_THE PROBLEM_
Each record should be output exactly, with every character kept.

○ ○ ○

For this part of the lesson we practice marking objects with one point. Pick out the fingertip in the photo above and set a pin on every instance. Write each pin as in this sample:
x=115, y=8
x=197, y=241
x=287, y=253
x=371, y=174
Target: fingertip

○ ○ ○

_SOLUTION FOR THIS PROBLEM_
For this part of the lesson we practice marking objects with one point. Pick out the fingertip in the photo above and set a pin on every instance. Write each pin as in this sample:
x=115, y=8
x=197, y=241
x=287, y=253
x=371, y=174
Target: fingertip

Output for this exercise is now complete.